Please reproduce the material below word for word, from its first line through its last.

◇ ◇ ◇ ◇

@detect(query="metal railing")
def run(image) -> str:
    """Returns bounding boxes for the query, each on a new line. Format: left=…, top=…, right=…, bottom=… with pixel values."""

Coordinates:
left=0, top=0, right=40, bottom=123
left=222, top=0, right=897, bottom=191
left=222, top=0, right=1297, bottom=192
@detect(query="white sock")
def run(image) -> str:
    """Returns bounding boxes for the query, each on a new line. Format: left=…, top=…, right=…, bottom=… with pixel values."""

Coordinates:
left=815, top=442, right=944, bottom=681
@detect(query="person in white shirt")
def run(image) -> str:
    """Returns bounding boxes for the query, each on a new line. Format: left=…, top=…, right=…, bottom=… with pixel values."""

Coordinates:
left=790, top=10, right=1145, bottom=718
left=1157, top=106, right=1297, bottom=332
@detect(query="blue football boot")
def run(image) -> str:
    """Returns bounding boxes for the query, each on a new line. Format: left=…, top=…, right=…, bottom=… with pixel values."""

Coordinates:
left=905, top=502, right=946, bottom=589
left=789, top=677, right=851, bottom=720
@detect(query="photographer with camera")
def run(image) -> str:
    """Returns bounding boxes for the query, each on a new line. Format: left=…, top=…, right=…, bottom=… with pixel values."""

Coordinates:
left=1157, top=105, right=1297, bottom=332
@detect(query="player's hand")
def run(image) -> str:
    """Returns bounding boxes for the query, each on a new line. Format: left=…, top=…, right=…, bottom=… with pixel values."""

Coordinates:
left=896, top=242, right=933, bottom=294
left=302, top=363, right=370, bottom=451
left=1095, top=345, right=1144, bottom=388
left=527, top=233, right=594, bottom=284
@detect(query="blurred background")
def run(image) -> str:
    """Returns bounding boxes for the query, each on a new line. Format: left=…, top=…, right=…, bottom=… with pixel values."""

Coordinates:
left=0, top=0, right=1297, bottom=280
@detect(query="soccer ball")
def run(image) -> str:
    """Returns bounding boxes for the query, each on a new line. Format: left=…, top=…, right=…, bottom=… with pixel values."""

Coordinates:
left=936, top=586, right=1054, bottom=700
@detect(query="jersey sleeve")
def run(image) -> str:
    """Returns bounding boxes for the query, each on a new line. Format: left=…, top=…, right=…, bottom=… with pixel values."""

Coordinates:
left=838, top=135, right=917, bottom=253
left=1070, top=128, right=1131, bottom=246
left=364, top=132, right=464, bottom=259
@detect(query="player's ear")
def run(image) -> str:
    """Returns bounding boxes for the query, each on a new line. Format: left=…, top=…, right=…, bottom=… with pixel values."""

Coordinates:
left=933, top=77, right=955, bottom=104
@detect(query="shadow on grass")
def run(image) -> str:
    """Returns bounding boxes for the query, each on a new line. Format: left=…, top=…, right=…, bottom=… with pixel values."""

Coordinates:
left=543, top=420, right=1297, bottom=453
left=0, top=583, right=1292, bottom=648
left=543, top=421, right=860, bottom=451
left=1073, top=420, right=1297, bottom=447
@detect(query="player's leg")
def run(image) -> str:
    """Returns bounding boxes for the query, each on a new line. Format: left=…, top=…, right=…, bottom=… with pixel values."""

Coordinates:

◇ ◇ ◇ ◇

» Finished answer:
@detect(query="metal railing")
def run(image) -> str:
    """Returns bounding boxes for the query, each on a new line. Format: left=…, top=…, right=…, bottom=… with pixel values."""

Coordinates:
left=0, top=0, right=40, bottom=123
left=222, top=0, right=897, bottom=191
left=222, top=0, right=1297, bottom=192
@detect(query="white sock")
def run(image) -> str:
    """Returns bounding boxes for the query, each on a new line. Format: left=…, top=…, right=…, bottom=… with pixel values."""

Coordinates:
left=815, top=442, right=944, bottom=681
@detect(query="person in white shirt")
def run(image) -> str:
    """Returns bounding boxes for the query, each on a new line. Format: left=…, top=…, right=…, bottom=… with pixel values."""

Coordinates:
left=790, top=10, right=1145, bottom=718
left=1157, top=106, right=1297, bottom=332
@detect(query="blue football boot")
def run(image) -> str:
    """Returns bounding boxes for the query, each on a new line. Format: left=…, top=…, right=…, bottom=… with pixel values."""

Coordinates:
left=905, top=502, right=946, bottom=589
left=789, top=677, right=851, bottom=720
@detect(query="photographer with camera")
def run(image) -> str:
    """Returns bounding boxes for the query, each on a new line. Format: left=…, top=…, right=…, bottom=… with pixel values."""

Coordinates:
left=1157, top=105, right=1297, bottom=332
@detect(query="player's hand")
def run(image) -> str:
    """Returns bounding boxes for the query, each on a new line. Format: left=…, top=…, right=…, bottom=… with pixel values."""

Coordinates:
left=896, top=242, right=933, bottom=294
left=302, top=363, right=370, bottom=451
left=1095, top=345, right=1144, bottom=388
left=527, top=233, right=594, bottom=284
@detect(query="blurred background")
def run(image) -> str:
    """Returns bounding boxes for the query, each on a new line. Format: left=…, top=…, right=…, bottom=… with pixel values."""

Coordinates:
left=0, top=0, right=1297, bottom=280
@detect(query="soccer ball")
def run(image) -> str:
    """Returns bounding boxes for the query, each on a new line. Format: left=…, top=…, right=…, bottom=… with pixel values."""

Coordinates:
left=936, top=586, right=1054, bottom=700
@detect(query="jersey sleeve")
def run(image) -> str:
    """Returns bounding boxes for the query, each on a new line. Format: left=…, top=…, right=…, bottom=… with pixel values."""

Coordinates:
left=838, top=135, right=917, bottom=253
left=1070, top=128, right=1131, bottom=246
left=364, top=132, right=464, bottom=259
@detect(query="player's ear")
def run(image) -> str:
    """Returns bounding boxes for the query, each on a new line. Format: left=…, top=…, right=…, bottom=… with pixel values."""

Coordinates:
left=933, top=77, right=955, bottom=104
@detect(query="shadow on grass")
def run(image) -> str:
    """Returns bounding boxes for the query, each on a new line. Format: left=…, top=…, right=…, bottom=… with pixel values."""

Coordinates:
left=543, top=420, right=1297, bottom=453
left=0, top=583, right=1292, bottom=648
left=543, top=421, right=860, bottom=451
left=1073, top=420, right=1297, bottom=447
@detect(query="player's leg")
def run(image) -> str:
    """Returns bounding boxes for the query, each on a new line. Format: left=…, top=…, right=…, bottom=… with pixel values."""

Coordinates:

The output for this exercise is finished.